- [Условие задания]: Выпишите из записей все строки, где встречается слово "jacket".

[Извлечённые записи]
────
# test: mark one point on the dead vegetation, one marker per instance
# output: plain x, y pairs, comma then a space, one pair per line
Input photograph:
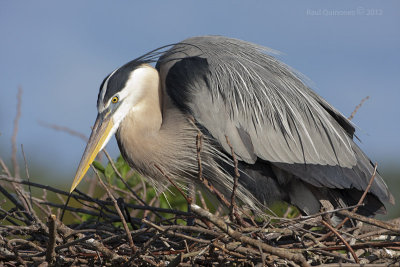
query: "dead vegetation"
110, 230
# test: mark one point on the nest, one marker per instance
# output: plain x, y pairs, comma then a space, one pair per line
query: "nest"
31, 234
120, 228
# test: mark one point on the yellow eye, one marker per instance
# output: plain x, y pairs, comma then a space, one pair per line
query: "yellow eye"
114, 99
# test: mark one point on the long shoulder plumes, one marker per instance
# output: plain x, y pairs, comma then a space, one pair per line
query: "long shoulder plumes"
237, 89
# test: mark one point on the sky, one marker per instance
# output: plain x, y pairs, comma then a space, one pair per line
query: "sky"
58, 52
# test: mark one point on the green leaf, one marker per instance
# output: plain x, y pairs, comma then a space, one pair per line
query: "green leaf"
109, 171
98, 166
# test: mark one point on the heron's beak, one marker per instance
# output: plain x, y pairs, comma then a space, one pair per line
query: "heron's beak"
100, 133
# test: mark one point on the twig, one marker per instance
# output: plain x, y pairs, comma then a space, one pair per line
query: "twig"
63, 129
14, 136
358, 107
27, 173
50, 252
372, 221
342, 239
238, 236
188, 200
131, 244
4, 167
371, 180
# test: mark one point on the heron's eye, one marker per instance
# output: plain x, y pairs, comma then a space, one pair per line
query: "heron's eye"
114, 99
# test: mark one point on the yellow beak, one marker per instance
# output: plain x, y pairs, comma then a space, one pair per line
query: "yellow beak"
98, 137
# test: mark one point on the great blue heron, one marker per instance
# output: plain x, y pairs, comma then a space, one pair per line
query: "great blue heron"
290, 143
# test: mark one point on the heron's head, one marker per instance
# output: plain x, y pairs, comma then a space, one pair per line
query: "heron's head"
119, 93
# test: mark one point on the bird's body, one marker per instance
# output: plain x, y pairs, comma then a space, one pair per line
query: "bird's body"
291, 144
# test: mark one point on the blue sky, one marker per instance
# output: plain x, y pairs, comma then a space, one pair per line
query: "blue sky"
59, 52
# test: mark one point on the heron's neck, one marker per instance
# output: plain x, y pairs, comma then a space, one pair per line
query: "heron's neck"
145, 118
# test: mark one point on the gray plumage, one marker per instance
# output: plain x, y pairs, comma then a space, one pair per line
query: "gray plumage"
291, 144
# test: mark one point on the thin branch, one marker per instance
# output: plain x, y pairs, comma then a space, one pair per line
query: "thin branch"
256, 243
15, 132
342, 239
131, 244
358, 107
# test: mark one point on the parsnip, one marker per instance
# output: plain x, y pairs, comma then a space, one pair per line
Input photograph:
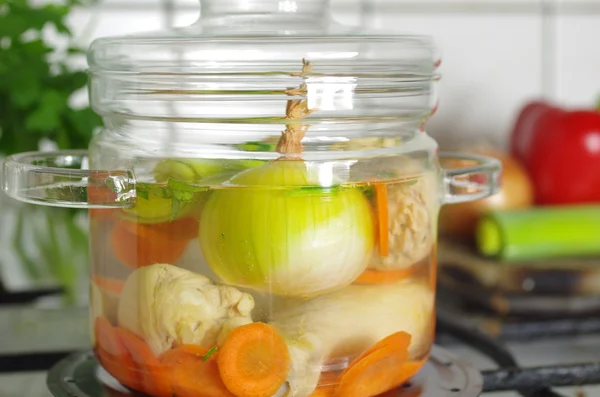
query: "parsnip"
345, 323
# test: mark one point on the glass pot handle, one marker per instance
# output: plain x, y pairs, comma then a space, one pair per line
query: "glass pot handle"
469, 177
62, 179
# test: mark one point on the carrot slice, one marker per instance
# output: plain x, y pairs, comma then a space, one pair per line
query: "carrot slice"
99, 193
382, 216
155, 380
113, 355
374, 374
191, 374
112, 285
254, 360
399, 340
371, 276
137, 245
323, 391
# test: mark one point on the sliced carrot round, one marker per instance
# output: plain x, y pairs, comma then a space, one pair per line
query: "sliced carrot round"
155, 380
399, 340
376, 373
191, 374
254, 360
138, 245
372, 276
113, 355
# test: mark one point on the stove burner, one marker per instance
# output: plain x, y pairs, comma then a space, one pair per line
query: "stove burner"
444, 375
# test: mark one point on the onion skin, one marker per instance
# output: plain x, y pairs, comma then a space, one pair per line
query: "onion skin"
286, 241
459, 221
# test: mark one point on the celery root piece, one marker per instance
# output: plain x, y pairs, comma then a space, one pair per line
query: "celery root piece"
345, 323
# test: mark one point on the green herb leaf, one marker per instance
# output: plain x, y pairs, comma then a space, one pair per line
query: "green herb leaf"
313, 190
208, 354
257, 147
183, 191
142, 192
175, 205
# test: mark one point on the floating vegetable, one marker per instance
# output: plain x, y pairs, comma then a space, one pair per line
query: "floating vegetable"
104, 293
137, 245
155, 380
113, 354
167, 306
191, 375
254, 361
345, 323
281, 232
406, 228
298, 240
377, 370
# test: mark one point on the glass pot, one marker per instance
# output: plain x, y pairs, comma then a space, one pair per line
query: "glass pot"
263, 203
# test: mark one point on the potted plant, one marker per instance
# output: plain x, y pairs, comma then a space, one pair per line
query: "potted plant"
38, 83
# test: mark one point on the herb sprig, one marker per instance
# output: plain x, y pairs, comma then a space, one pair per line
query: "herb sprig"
179, 192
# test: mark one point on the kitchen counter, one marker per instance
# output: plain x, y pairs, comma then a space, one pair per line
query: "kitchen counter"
24, 330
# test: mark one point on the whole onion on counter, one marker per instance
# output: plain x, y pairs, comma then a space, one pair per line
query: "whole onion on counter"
458, 221
280, 233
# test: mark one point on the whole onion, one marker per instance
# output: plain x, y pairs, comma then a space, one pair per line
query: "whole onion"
459, 220
280, 233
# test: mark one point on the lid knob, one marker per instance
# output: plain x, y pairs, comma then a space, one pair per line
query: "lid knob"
233, 13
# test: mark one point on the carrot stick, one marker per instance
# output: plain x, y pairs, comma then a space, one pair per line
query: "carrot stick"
374, 374
382, 215
192, 375
155, 380
112, 285
113, 355
254, 361
136, 245
371, 276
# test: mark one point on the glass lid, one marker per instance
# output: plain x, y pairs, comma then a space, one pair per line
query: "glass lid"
244, 60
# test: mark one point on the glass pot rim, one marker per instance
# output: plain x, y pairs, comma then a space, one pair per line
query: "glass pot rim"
36, 177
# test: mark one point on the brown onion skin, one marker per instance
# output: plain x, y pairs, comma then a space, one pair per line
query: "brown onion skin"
458, 221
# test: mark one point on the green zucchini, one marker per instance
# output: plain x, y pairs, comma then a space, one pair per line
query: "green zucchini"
540, 232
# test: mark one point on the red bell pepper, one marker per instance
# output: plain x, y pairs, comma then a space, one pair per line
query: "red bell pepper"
561, 151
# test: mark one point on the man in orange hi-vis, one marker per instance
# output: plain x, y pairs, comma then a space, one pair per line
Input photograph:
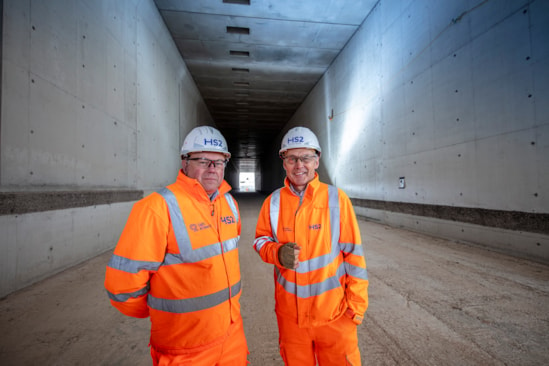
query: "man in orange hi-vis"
177, 262
308, 230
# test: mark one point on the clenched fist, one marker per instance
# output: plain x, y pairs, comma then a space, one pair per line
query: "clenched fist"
288, 255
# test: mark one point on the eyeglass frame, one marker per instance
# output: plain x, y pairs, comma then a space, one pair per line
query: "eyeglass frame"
203, 161
292, 159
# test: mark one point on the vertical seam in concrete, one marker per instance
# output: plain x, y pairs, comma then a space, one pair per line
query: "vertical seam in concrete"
1, 72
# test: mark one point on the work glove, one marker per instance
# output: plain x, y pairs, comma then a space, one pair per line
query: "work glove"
288, 255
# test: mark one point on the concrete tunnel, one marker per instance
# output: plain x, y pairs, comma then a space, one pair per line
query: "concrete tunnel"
433, 118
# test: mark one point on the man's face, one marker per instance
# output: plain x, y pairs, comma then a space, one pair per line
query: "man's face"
300, 166
210, 177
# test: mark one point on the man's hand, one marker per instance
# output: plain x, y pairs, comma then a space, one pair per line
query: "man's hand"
288, 255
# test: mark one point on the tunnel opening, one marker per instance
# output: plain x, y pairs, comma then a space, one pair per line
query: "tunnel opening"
246, 182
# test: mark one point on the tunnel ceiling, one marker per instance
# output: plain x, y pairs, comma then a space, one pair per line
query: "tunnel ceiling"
255, 61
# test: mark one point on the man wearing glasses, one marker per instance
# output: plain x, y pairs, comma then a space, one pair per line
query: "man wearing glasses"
177, 262
308, 231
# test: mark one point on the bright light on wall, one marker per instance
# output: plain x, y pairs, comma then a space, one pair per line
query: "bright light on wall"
247, 182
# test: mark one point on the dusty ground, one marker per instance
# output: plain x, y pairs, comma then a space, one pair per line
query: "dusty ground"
432, 302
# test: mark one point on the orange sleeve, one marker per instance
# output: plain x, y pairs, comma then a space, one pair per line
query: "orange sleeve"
356, 280
265, 243
137, 256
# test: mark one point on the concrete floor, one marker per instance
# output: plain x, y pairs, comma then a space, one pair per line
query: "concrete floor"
432, 302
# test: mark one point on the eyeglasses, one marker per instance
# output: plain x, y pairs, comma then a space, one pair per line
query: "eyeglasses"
206, 163
305, 159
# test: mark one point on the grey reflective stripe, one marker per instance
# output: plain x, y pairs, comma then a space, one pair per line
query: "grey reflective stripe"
351, 248
333, 204
200, 254
274, 209
324, 260
178, 224
189, 255
355, 271
125, 296
313, 289
232, 205
130, 265
193, 304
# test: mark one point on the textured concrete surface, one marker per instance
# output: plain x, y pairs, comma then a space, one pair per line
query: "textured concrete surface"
432, 302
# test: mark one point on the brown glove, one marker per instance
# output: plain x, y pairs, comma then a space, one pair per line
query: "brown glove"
288, 255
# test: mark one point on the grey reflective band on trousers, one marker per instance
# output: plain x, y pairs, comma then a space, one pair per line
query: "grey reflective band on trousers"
323, 260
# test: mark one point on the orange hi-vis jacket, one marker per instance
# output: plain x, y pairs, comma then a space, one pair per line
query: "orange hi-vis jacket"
177, 262
331, 277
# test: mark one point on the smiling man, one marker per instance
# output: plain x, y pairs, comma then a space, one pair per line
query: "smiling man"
177, 262
308, 231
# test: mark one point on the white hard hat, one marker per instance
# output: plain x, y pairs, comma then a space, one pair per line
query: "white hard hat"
205, 138
299, 137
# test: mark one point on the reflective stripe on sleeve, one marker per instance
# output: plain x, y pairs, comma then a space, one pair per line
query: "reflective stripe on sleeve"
130, 265
125, 296
355, 271
232, 205
351, 248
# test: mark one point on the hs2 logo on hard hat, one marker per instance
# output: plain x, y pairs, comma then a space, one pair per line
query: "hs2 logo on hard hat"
295, 139
213, 142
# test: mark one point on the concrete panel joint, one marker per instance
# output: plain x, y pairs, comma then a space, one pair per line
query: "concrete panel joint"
12, 203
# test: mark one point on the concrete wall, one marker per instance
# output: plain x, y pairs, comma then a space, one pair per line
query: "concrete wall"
452, 97
95, 103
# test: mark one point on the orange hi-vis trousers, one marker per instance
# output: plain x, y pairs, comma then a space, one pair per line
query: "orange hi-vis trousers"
233, 351
333, 344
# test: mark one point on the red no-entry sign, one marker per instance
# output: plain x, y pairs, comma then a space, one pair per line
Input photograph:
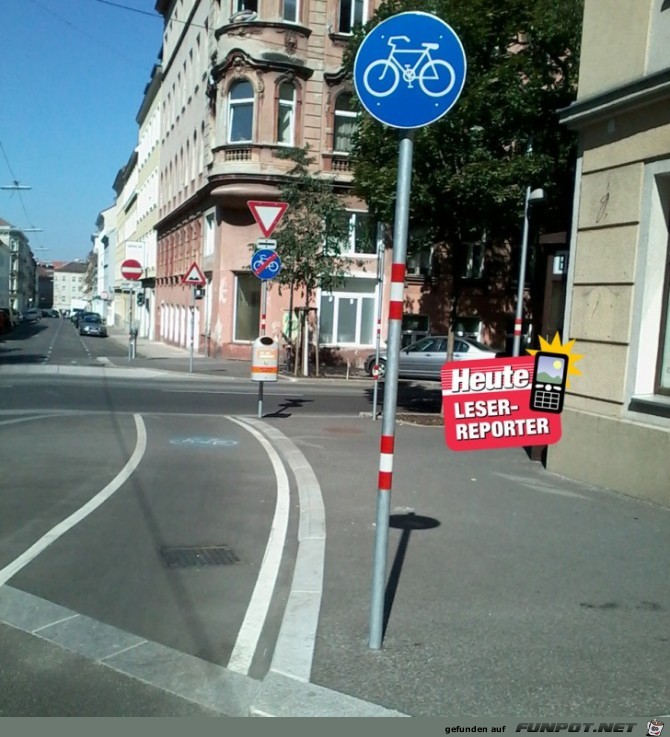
────
- [Решение задачи]:
# test: mark one point on the orange hi-vis jacket, one marker per instance
query: "orange hi-vis jacket"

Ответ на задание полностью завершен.